Instrucciones de tarea: Retoma el relato sobre Diana y sus poemas, y continúalo a partir de su última oración.

Fragmento para leer:
Fin de una visita en Zavalla. La tarde cae decolorándose. Gritos de pájaros, la gente se asoma a las calles después de un día de calor. Diana nos acompaña a tomar el ómnibus y va apuntándonos, inventariando cada cosa. Primero las vías, el paso a nivel, los camiones, la ruta, el más allá plagado de árboles. Algunos perros nos escoltan. Enfrente está la plaza y la garita. Una plaga de invisibles mariposas blancas aletea en la última luz. Nos quedamos detenidos unos segundos mientras seguimos en el cielo el trazo negro de un tero, que se disuelve al chocar con un disco naranja y rosa, hervido en rojos hasta darle forma a la luna. Me invade la sensación de que ella ha creado todo eso, de que sus poemas preceden al pueblo atardecido, y sin embargo, cuando la miro, cuando estamos por cruzar la cinta de asfalto, contempla la escena como si la desconociera, como si la estuviese sintiendo por primera vez. Al volver a casa, releo:

 

            Ajeno al milagro

 

            De un rojo bermejo la luna llena sale

            por los cielos del este como un huevo

            de avestruz que acabara de romperse

            y derrapa lentamente dando

            al ojo un sagrado pasmo

 

            de emoción intensa en las afueras

            del pueblo mientras las aves dicen

            sí o dicen no a la belleza final

            de la gloria y un perro orina feliz

            en la banquina ajeno al milagro

 

            que ya se va como abril se va

            por el rosado pudor al rojo punzó

            de un corazón maduro que sí, sabe

 

II

 

Era un viernes a la tarde, mayo creo. Yo estaba cansado tras una larga semana de trabajo. Diana leería unos poemas en las jornadas de presentación de Paraná Ra’anga, un crucero interdisciplinario que siguió al huella de viaje de Ulrico Schmidl desde Rosario hasta Asunción. Túnel 4 del CCPE. Las conferencias anteriores habían sido interesantes, aunque mi sueño me sumía en una escucha de autómata. Recuerdo la buena intervención de Sergio Chejfec. Sin embargo, a lo largo de todas las ponencias y muestras, el río estaba muy intelectualizado, diseccionado, sometido a una taxonomía en seco. A elle le tocó cerrar. Bajaron otra vez las luces y comenzó con un poema de Variaciones de la luz (La red o Fibonacci). Al oír el primer verso, me incorporé. Toda el agua, todo el verde, toda la dulzura marrón atigrada de su turbiedad subían hasta mi boca y una brisa, tan suave y tan queda como para ser absorbida por una sola hoja, se esparció en la sala. Cuántas frases antes, cuántas ideas no habían bastado y apenas un par de versos traían la corriente entera como una cachetada hacia el público y hacían del Paraná un evento en los cuerpos, aún cuando el poema no pronunciara su nombre. Quizá sin quererlo, o queriéndolo sin saberlo, ella nos recordó, a quienes estábamos ahí e incluso a ella misma, que no es de palabras que esta hecha una voz.

Datos mostrados:
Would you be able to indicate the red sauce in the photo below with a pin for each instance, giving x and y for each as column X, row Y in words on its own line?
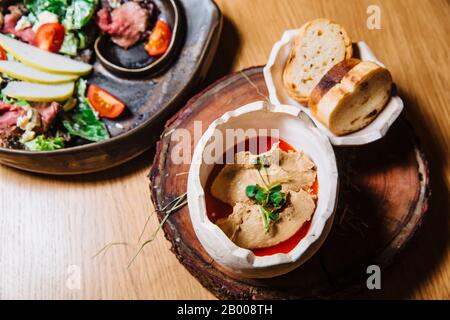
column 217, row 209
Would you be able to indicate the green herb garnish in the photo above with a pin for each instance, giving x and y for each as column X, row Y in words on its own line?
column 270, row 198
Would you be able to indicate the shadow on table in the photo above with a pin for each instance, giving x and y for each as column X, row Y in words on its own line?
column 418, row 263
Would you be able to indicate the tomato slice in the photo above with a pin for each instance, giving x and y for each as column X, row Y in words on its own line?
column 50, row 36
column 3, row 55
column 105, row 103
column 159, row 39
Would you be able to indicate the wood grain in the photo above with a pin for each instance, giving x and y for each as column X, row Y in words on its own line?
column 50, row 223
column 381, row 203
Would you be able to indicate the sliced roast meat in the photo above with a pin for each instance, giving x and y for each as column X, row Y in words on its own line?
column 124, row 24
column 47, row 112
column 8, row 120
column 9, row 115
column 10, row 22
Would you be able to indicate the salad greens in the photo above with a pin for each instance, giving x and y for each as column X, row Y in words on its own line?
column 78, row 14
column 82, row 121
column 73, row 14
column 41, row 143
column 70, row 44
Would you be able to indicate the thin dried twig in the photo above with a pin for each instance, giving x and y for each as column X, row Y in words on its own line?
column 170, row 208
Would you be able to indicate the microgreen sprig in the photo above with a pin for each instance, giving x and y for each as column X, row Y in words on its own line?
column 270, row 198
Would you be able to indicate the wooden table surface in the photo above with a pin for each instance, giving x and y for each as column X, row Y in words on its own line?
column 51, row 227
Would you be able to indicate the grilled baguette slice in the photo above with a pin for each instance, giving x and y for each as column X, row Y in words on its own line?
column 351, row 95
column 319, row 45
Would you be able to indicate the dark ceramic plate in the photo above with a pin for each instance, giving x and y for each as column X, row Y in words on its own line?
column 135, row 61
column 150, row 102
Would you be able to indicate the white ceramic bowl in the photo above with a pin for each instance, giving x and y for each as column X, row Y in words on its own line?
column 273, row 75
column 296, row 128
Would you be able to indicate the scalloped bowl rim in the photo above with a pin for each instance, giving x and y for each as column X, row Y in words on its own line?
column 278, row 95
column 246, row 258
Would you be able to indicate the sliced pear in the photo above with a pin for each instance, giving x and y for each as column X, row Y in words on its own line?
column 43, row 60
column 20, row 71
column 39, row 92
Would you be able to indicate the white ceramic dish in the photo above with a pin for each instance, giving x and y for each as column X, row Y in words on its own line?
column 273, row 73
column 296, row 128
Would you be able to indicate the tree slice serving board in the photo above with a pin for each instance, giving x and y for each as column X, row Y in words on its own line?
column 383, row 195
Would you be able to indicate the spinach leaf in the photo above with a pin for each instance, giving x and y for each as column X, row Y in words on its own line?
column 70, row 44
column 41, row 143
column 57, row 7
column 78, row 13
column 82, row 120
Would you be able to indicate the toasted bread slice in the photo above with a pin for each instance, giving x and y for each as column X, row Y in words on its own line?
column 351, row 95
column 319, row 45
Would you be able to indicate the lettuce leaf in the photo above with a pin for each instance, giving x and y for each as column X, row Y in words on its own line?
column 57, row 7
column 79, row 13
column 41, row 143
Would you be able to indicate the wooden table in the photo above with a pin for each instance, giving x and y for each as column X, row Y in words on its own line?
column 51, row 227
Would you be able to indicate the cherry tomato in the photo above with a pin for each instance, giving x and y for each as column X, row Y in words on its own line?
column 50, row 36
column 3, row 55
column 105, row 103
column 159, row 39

...

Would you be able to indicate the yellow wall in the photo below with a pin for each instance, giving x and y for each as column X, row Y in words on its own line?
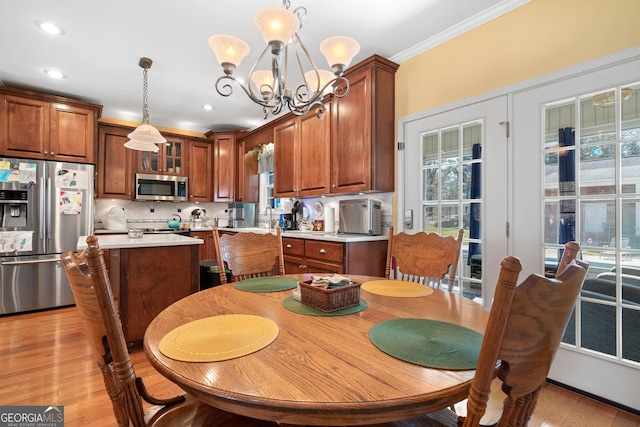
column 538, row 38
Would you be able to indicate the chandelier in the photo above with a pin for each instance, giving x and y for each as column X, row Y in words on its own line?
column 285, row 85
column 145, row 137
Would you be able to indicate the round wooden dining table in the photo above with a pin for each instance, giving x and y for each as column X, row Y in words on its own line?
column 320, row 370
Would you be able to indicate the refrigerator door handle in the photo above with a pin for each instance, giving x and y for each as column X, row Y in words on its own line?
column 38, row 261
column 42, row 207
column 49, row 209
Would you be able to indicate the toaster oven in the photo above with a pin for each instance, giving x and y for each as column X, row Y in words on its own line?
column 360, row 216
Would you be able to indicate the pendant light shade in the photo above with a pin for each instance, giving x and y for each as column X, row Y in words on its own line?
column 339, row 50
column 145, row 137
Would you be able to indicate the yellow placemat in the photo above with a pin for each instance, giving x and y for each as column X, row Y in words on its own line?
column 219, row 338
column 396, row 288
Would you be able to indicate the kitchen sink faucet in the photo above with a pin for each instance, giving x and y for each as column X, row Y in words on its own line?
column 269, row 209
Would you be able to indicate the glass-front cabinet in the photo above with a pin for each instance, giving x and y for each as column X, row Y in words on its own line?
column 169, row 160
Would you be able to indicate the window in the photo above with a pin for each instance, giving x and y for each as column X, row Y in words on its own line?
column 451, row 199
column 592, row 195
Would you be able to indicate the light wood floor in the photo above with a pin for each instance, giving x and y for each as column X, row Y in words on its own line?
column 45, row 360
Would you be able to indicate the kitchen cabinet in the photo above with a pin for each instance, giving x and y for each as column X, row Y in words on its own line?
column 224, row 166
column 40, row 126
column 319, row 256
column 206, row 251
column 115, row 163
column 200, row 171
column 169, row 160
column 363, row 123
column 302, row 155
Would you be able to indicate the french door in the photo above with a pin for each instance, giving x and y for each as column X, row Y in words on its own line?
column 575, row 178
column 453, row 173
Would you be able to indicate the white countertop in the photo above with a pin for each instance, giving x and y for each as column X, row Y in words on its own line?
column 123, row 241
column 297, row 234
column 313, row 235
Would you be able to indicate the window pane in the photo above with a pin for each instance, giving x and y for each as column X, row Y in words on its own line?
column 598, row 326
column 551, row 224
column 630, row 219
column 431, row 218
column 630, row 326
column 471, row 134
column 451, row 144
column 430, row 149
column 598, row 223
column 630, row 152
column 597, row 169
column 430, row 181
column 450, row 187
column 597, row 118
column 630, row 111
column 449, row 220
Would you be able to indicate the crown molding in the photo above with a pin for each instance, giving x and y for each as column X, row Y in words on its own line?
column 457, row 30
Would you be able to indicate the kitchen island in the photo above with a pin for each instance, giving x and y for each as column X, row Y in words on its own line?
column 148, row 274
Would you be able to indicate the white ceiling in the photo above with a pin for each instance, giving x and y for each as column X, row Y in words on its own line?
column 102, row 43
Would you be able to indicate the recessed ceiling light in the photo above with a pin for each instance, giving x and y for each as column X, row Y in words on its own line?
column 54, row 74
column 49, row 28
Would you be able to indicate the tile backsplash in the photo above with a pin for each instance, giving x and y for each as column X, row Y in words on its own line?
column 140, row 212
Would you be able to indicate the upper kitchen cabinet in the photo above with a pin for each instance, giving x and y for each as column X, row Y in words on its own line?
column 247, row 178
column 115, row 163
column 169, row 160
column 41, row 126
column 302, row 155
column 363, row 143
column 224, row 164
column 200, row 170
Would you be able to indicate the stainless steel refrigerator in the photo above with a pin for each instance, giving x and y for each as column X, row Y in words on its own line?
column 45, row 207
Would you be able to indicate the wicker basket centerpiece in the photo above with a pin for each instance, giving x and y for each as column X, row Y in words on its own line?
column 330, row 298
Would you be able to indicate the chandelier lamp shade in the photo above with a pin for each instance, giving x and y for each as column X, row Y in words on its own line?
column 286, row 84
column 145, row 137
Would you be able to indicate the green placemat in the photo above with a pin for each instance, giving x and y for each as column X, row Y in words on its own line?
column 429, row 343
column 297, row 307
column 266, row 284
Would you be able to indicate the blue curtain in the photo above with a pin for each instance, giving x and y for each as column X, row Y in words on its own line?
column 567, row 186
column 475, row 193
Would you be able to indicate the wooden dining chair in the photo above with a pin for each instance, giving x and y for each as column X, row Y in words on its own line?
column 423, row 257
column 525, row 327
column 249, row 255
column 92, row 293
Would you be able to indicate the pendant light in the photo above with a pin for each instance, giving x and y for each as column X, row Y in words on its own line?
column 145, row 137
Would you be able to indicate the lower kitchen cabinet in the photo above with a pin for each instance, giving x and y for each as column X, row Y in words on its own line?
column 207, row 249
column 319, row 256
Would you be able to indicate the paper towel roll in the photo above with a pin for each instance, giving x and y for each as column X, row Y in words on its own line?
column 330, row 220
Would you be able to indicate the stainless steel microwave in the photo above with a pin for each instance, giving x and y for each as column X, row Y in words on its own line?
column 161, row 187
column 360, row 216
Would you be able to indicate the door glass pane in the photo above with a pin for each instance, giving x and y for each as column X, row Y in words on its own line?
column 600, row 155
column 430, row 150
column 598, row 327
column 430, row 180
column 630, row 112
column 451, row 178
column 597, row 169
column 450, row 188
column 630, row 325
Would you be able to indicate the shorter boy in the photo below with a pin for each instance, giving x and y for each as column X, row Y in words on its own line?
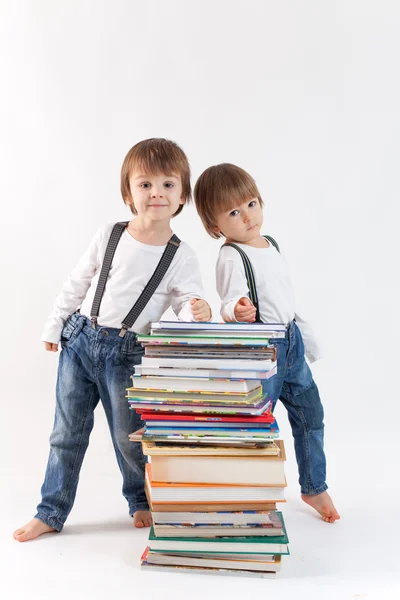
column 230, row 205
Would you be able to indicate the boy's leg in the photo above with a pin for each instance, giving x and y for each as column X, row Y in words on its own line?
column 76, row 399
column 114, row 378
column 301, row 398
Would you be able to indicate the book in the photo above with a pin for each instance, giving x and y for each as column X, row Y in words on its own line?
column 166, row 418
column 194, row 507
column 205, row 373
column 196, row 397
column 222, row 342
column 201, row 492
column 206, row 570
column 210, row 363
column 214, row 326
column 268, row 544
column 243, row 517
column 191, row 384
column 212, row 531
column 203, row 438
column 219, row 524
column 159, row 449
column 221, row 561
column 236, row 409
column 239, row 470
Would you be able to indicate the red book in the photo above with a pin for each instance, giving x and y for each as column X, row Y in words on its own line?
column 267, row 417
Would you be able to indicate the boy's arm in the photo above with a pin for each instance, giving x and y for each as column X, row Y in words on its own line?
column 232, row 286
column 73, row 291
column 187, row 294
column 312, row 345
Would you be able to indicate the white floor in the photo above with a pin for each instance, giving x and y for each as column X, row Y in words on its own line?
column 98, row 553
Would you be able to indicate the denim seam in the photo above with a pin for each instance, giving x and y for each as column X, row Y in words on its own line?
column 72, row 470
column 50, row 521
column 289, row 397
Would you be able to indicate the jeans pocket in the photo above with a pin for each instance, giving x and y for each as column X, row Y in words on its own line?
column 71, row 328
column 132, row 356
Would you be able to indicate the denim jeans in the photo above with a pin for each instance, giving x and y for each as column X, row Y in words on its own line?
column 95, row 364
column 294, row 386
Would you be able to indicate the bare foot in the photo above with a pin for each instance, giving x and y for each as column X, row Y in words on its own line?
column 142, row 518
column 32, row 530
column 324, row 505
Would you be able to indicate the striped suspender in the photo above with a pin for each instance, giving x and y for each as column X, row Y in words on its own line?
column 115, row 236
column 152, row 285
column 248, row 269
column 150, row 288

Respuesta:
 

III

 

En 2011 obtuve una beca del FNA. Diana sería mi directora de obra. Antes de eso, había hablado con ella dos o tres veces, sin pasar de una pequeña charla de cortesía. De ese trabajo recuerdo muchas cosas, pero especialmente el día en que elegimos los textos. Ella pasaba las hojas y las separaba en dos montañitas para armar su selección (después yo debía hacer la mía). Así leía en voz alta y opinaba, pero hubo un momento en el que me mostró un texto y permaneció callada mientras yo lo leía. Cuanto terminé, lo apiló en el montoncito de los descartados y siguió en lo suyo. Fue su manera de transmitirme que solo hay poema si se rompe el silencio, ese muro en el que se estrellan casi todos nuestros sonidos como insectos.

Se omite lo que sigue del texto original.